RECORDS FOR PROCESSING:
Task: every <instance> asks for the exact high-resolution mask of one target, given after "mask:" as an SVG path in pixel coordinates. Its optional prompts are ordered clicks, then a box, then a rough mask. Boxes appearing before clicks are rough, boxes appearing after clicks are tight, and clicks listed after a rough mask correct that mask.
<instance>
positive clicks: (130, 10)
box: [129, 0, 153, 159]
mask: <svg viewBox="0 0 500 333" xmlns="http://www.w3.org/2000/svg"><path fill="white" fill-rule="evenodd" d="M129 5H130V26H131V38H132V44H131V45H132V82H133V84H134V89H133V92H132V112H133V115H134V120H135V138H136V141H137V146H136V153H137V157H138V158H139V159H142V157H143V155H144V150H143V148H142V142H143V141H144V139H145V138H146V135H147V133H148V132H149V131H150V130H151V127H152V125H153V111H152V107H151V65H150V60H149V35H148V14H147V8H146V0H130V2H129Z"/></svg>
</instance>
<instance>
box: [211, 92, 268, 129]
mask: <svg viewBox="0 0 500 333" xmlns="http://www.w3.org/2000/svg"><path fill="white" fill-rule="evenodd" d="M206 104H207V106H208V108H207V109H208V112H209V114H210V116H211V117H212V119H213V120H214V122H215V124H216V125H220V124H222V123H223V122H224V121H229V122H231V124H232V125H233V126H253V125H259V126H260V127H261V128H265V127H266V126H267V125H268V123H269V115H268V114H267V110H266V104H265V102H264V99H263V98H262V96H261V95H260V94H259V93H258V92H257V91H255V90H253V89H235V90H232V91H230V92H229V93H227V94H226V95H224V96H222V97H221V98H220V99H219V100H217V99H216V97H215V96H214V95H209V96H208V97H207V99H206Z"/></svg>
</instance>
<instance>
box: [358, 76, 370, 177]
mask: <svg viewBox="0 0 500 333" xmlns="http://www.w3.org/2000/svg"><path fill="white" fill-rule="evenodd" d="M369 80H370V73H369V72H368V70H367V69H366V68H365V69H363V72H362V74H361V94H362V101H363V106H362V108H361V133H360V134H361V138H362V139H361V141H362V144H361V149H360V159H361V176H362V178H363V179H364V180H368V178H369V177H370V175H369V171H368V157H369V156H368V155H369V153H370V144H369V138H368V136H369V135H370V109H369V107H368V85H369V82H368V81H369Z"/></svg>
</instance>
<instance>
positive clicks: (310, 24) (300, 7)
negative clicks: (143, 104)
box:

ACTIVITY: Could you reproduce every line of the records above, character for character, with nothing changed, added, or left out?

RESPONSE TO THIS TASK:
Task: every <instance> asks for the exact high-resolution mask of one target, given after "mask:" as an SVG path in pixel coordinates. Its optional prompts are ordered clicks, then a box, then a rough mask. Boxes appearing before clicks are rough, boxes appearing after clicks are tight, and clicks listed after a rough mask correct that mask.
<instance>
positive clicks: (130, 10)
box: [129, 0, 153, 159]
mask: <svg viewBox="0 0 500 333" xmlns="http://www.w3.org/2000/svg"><path fill="white" fill-rule="evenodd" d="M129 5H130V26H131V38H132V44H131V45H132V82H133V84H134V89H133V92H132V112H133V115H134V120H135V138H136V141H137V146H136V153H137V157H138V158H139V159H142V157H143V155H144V150H143V148H142V142H143V141H144V139H145V138H146V135H147V133H148V132H149V131H150V130H151V127H152V125H153V111H152V107H151V65H150V60H149V35H148V14H147V8H146V0H130V2H129Z"/></svg>
</instance>
<instance>
box: [211, 92, 268, 129]
mask: <svg viewBox="0 0 500 333" xmlns="http://www.w3.org/2000/svg"><path fill="white" fill-rule="evenodd" d="M206 104H207V106H208V108H207V109H208V112H209V114H210V116H211V117H212V119H213V120H214V122H215V124H216V125H220V124H222V123H223V122H224V121H229V122H231V124H232V125H233V126H253V125H259V126H260V127H261V128H265V127H266V126H267V125H268V123H269V115H268V114H267V110H266V104H265V102H264V99H263V98H262V96H261V95H260V94H259V93H258V92H257V91H255V90H253V89H235V90H232V91H230V92H229V93H227V94H226V95H224V96H222V97H221V98H220V99H219V100H217V99H216V97H215V96H214V95H209V96H208V97H207V99H206Z"/></svg>
</instance>
<instance>
box: [358, 76, 370, 177]
mask: <svg viewBox="0 0 500 333" xmlns="http://www.w3.org/2000/svg"><path fill="white" fill-rule="evenodd" d="M369 80H370V73H369V72H368V70H367V69H366V68H365V69H363V72H362V74H361V94H362V101H363V106H362V108H361V133H360V134H361V138H362V139H361V141H362V144H361V149H360V159H361V176H362V178H363V179H364V180H368V178H369V177H370V175H369V171H368V157H369V156H368V155H369V153H370V144H369V138H368V136H369V135H370V109H369V107H368V85H369V82H368V81H369Z"/></svg>
</instance>
<instance>
positive clicks: (310, 24) (300, 7)
negative clicks: (143, 104)
box:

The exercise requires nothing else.